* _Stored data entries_
┌──

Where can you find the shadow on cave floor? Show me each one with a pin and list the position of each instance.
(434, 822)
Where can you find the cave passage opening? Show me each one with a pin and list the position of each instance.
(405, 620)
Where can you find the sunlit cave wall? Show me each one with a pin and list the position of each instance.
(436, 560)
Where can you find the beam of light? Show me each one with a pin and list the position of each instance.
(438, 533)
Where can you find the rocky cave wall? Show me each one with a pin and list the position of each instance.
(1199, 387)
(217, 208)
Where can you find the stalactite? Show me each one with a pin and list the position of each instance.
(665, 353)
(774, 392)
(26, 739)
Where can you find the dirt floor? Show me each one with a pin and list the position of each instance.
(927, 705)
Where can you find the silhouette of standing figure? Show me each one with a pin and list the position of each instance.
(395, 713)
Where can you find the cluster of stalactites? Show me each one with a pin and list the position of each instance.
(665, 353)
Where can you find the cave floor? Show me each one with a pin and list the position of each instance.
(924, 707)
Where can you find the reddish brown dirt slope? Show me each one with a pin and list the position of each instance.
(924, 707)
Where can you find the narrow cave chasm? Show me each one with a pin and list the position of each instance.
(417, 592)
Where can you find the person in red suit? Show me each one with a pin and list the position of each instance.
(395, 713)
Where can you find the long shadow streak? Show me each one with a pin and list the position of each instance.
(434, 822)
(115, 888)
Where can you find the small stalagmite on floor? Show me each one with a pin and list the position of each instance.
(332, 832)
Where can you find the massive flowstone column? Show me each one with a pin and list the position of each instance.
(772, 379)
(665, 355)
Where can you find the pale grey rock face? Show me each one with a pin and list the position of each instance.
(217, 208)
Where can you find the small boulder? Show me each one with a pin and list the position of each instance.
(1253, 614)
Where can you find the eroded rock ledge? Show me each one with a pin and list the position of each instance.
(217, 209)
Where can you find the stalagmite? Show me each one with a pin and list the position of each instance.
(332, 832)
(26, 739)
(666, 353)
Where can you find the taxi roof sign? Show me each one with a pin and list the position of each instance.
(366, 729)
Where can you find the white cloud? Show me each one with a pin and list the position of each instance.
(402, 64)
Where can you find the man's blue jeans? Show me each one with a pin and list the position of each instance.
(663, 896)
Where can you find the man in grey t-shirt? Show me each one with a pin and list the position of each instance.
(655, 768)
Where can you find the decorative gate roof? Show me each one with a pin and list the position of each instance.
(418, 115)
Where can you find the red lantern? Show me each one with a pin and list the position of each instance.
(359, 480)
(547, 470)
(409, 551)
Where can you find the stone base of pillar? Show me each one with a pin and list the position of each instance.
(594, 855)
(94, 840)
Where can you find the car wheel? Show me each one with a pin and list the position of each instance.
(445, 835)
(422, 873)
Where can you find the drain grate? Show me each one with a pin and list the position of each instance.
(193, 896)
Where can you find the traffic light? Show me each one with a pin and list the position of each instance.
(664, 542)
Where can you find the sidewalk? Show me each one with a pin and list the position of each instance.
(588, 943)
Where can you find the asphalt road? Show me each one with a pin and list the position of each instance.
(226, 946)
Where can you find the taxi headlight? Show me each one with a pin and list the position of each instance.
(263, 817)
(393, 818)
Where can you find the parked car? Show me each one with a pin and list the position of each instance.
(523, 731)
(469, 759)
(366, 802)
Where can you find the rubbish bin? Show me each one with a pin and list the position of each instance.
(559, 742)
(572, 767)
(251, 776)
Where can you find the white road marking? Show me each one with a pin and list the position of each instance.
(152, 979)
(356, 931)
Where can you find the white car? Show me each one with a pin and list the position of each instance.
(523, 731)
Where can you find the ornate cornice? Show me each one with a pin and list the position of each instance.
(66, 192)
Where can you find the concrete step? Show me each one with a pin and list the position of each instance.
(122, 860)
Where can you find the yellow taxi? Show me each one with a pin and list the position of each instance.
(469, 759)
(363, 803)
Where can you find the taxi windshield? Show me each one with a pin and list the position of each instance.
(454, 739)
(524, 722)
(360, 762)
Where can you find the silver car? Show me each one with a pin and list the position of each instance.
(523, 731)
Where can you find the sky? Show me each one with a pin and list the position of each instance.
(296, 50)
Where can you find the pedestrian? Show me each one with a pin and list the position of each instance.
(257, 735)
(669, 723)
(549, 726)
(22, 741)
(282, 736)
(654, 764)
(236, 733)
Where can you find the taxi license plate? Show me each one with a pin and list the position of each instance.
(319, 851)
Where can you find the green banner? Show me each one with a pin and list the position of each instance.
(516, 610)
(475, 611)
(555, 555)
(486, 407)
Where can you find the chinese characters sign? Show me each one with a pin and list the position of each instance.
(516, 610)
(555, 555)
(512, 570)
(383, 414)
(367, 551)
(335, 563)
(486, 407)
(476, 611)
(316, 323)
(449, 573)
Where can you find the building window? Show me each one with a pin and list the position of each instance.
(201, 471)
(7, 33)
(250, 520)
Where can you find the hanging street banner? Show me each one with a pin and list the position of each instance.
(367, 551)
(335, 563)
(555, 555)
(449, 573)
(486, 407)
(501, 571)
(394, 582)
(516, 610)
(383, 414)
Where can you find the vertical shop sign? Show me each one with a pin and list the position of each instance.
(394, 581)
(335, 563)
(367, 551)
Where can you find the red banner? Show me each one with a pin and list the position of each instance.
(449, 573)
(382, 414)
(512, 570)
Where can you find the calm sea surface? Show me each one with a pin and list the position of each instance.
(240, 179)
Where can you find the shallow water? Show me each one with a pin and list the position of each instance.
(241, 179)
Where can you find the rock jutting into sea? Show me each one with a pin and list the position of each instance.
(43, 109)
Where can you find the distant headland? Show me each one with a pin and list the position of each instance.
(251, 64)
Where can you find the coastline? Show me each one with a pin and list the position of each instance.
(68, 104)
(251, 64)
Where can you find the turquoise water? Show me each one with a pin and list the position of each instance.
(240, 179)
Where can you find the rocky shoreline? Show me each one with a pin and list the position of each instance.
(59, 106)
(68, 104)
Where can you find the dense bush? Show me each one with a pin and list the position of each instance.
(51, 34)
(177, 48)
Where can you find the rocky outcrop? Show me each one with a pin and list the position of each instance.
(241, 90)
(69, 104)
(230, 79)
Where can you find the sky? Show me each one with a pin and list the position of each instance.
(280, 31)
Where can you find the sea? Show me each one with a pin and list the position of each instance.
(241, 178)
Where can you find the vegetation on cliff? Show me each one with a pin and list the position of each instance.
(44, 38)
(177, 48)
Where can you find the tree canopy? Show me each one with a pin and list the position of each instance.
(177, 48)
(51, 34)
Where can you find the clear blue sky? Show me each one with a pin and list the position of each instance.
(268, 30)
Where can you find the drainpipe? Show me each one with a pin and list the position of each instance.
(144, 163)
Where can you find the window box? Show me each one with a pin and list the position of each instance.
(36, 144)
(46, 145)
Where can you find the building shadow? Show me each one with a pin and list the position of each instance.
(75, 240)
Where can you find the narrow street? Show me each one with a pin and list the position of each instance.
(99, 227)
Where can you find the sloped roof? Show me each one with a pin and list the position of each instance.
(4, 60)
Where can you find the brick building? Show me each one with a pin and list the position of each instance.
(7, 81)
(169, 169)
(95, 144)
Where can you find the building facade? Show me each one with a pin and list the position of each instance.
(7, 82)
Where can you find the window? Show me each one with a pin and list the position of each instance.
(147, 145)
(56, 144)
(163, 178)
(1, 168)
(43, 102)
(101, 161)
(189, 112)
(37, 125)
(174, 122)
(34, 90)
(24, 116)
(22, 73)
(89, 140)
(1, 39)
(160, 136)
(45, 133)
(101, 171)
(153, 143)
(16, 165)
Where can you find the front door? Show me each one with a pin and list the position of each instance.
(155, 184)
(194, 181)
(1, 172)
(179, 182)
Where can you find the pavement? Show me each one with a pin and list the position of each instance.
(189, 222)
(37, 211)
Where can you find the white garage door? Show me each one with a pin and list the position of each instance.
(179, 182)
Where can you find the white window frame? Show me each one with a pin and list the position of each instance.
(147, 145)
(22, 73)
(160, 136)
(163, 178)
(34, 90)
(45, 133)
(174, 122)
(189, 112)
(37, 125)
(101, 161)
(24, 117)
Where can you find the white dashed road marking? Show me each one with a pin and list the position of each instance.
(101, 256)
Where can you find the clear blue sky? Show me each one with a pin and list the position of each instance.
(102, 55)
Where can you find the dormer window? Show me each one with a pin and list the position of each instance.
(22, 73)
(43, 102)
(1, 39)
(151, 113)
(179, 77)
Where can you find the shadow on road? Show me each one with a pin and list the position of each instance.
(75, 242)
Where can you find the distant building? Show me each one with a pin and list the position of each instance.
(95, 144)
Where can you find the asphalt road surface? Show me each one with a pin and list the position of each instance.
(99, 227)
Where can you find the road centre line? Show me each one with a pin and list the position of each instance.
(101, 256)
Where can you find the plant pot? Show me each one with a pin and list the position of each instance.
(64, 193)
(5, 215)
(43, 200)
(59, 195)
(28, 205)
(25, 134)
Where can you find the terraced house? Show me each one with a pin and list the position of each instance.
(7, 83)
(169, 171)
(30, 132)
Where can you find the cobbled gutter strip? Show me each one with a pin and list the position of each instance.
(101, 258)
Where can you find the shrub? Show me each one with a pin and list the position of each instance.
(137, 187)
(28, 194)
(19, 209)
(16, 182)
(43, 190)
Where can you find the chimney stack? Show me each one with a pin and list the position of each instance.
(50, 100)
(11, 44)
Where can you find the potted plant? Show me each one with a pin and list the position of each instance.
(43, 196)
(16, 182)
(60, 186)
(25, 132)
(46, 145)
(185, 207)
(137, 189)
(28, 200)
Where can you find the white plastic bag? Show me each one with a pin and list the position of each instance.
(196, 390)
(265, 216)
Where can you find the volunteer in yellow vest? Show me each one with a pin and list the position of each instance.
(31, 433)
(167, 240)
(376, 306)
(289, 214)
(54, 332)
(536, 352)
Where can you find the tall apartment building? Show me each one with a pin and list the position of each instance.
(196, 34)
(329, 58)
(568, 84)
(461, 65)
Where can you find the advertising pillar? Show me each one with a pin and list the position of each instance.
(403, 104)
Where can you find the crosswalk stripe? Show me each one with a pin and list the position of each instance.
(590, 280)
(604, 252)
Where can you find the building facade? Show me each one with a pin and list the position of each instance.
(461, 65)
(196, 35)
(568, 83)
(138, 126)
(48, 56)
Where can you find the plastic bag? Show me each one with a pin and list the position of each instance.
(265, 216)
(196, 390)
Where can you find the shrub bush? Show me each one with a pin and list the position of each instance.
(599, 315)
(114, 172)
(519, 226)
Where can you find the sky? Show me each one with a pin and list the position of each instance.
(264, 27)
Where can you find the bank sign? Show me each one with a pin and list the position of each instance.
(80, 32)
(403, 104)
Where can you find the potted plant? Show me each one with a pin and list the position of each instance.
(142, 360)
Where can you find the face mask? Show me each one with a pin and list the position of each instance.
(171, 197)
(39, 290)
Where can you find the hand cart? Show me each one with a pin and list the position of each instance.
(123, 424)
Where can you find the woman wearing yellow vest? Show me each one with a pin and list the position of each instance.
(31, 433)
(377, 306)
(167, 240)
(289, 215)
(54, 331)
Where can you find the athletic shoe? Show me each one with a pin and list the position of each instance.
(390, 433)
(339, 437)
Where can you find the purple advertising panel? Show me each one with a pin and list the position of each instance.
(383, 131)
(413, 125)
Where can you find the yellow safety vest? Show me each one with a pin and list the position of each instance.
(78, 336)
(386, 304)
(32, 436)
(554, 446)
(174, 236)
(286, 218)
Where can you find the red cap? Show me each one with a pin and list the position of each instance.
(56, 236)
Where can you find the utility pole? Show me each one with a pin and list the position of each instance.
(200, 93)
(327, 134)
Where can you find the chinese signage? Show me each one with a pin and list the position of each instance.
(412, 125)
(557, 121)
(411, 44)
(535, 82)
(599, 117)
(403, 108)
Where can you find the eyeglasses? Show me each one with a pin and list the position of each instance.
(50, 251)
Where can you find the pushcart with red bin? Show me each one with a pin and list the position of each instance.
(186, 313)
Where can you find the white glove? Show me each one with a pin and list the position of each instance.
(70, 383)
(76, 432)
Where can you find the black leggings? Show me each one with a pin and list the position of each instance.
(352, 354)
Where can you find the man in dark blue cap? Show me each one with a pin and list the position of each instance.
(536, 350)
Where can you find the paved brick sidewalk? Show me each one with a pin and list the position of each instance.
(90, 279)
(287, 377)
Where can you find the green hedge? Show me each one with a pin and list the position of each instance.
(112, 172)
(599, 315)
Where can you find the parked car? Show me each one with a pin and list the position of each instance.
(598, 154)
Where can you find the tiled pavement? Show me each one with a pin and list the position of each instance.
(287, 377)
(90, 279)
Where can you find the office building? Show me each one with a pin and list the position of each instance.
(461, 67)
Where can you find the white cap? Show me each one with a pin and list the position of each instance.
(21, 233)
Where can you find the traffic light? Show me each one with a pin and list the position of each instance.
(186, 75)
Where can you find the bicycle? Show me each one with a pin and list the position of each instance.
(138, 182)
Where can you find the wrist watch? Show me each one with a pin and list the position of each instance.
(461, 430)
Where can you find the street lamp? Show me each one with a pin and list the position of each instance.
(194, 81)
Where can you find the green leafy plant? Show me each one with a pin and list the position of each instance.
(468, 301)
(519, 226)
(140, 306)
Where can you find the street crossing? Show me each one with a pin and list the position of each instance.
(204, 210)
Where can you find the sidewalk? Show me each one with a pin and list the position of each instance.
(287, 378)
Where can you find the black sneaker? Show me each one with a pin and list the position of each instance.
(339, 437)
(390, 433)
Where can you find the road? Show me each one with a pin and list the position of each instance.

└──

* _EXERCISE DESCRIPTION_
Please reproduce only the part of the material that opens with the line containing "Where can you find the street crossing?" and closes with the final line, substituting "pavement" for "sidewalk" and keeping everything else unchanged.

* _RESPONSE BELOW_
Where can you find the street crossing? Show me each one with a pin and list the position of each instance.
(204, 210)
Where can you find the pavement? Show me each one with a pin and list the position of each instance.
(287, 378)
Where can you find the black sneaker? Show me each one with a pin and list the position of each instance.
(339, 437)
(390, 433)
Where can you find the road? Show me each one with a pin and list the position of each instance.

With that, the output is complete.